What this task involves: Starting at the line that contains "on the baby" and continuing through the end of the records, write those lines out again with "street lamp" changed to "lamppost" and everything else left as it is.

Source records
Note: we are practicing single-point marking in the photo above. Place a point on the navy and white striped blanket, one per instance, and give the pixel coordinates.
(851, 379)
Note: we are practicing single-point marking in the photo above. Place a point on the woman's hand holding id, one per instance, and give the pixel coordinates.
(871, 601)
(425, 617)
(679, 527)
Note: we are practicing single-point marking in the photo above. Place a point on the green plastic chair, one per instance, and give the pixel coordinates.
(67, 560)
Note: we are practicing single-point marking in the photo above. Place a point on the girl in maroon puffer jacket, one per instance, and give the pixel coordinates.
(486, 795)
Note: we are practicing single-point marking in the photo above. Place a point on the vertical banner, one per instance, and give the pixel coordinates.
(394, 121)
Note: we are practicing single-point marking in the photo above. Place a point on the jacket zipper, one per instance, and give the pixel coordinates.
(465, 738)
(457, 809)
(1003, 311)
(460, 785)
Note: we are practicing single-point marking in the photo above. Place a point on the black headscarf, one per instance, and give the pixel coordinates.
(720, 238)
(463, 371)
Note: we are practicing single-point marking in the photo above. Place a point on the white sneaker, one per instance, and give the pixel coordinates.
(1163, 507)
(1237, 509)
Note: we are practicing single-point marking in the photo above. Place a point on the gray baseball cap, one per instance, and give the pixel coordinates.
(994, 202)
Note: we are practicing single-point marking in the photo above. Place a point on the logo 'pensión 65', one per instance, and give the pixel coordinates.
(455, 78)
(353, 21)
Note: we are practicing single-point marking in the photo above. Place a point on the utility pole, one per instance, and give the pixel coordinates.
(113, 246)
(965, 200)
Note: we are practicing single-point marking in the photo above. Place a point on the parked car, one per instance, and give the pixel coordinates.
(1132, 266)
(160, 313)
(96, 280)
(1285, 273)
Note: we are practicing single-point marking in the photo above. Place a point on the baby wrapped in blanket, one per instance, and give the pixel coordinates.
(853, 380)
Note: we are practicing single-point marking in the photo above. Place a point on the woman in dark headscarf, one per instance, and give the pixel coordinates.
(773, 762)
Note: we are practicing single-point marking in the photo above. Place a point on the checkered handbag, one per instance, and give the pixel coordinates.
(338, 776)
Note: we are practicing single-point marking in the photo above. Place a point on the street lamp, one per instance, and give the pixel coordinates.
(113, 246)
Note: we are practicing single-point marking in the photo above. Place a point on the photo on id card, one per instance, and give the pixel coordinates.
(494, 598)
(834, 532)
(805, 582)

Output of the task:
Note: we are practicing single-point marking in the photo above. Place a point on the baby wrapped in blanket, one per instance, and give the pixel coordinates.
(853, 380)
Note: we are practicing single-point marking in the photo above. Place a point on the woman in dark headscarf, one per instance, and give the pixel coordinates.
(773, 762)
Note: we are practicing single-point marking in the photo above. Place a point on the checkered handbag, one per instance, and give the pixel coordinates.
(338, 776)
Note: we are practicing single-point marking in the photo above. Place a point on the lamppost, one per instance, and give the pixel coordinates.
(113, 246)
Note: we are practicing single-point marking in the photo above. Place a point on the photo on id card, one per instance, and give the pixel coordinates.
(494, 598)
(834, 532)
(805, 582)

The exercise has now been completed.